*Problem:*
Without any change, set down every record below.

*Record set:*
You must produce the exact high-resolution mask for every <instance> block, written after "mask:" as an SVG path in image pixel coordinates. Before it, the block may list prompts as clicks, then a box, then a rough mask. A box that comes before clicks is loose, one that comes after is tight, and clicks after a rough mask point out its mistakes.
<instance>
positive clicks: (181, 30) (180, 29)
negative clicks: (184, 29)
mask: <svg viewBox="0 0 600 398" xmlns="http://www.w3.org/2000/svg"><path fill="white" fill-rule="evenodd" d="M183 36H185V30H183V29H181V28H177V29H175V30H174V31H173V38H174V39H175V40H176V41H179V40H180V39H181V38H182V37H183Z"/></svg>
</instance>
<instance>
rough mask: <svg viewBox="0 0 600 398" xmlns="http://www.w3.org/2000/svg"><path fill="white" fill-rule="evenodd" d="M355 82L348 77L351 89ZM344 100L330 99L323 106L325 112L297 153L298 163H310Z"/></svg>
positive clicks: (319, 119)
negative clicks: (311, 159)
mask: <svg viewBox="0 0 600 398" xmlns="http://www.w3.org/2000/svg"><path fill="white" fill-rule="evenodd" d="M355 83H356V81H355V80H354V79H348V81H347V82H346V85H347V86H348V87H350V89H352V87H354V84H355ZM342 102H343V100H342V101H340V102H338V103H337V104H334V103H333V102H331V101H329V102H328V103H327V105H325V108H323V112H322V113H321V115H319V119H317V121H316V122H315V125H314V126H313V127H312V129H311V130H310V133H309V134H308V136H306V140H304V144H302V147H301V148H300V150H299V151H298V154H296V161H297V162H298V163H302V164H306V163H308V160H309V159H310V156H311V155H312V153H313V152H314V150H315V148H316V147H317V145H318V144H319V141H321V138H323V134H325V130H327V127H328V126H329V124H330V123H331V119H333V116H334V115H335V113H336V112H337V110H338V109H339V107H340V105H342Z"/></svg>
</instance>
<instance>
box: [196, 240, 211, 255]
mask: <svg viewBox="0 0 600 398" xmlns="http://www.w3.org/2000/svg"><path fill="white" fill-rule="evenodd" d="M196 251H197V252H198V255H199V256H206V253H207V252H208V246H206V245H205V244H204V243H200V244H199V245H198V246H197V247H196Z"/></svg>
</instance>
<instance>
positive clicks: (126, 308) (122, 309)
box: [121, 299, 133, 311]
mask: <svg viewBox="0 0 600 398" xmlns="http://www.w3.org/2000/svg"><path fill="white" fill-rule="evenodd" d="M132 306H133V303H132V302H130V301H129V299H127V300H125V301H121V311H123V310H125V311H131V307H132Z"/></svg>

*Expected output:*
You must produce the exact high-resolution mask for every <instance> block, written after "mask:" as an SVG path in image pixel coordinates. Before it, the block may list prompts as clicks, then a box, then a rough mask. A box that comes before clicks is loose, one that comes after is tight, and clicks after a rough mask point out its mistakes.
<instance>
positive clicks: (181, 30) (180, 29)
negative clicks: (184, 29)
mask: <svg viewBox="0 0 600 398" xmlns="http://www.w3.org/2000/svg"><path fill="white" fill-rule="evenodd" d="M183 36H185V30H183V29H181V28H177V29H175V30H174V31H173V38H174V39H175V40H176V41H179V40H180V39H181V38H182V37H183Z"/></svg>
</instance>
<instance>
rough mask: <svg viewBox="0 0 600 398" xmlns="http://www.w3.org/2000/svg"><path fill="white" fill-rule="evenodd" d="M355 82L348 77L351 89ZM344 100L330 99L323 106L325 112L297 153L298 163H310Z"/></svg>
positive clicks: (319, 119)
negative clicks: (311, 159)
mask: <svg viewBox="0 0 600 398" xmlns="http://www.w3.org/2000/svg"><path fill="white" fill-rule="evenodd" d="M355 83H356V81H355V80H354V79H348V81H347V82H346V85H347V86H348V87H350V89H352V87H354V84H355ZM342 102H343V100H342V101H340V102H338V103H337V104H334V103H333V102H331V101H329V102H328V103H327V105H325V108H323V112H322V113H321V115H319V119H317V121H316V122H315V125H314V126H313V127H312V129H311V130H310V133H309V134H308V136H306V140H304V144H302V147H301V148H300V150H299V151H298V154H296V161H297V162H298V163H302V164H306V163H308V160H309V159H310V156H311V155H312V153H313V152H314V150H315V148H316V147H317V145H318V144H319V141H321V138H323V134H325V130H327V127H328V126H329V124H330V123H331V119H333V116H334V115H335V113H336V112H337V110H338V109H339V107H340V105H342Z"/></svg>
</instance>
<instance>
box: [196, 240, 211, 255]
mask: <svg viewBox="0 0 600 398" xmlns="http://www.w3.org/2000/svg"><path fill="white" fill-rule="evenodd" d="M196 251H197V252H198V255H199V256H206V253H207V252H208V246H206V245H205V244H204V243H200V244H199V245H198V246H197V247H196Z"/></svg>
</instance>
<instance>
positive clicks: (126, 308) (122, 309)
box: [121, 299, 133, 311]
mask: <svg viewBox="0 0 600 398" xmlns="http://www.w3.org/2000/svg"><path fill="white" fill-rule="evenodd" d="M132 306H133V303H132V302H130V301H129V299H127V300H125V301H121V311H123V310H125V311H131V307H132Z"/></svg>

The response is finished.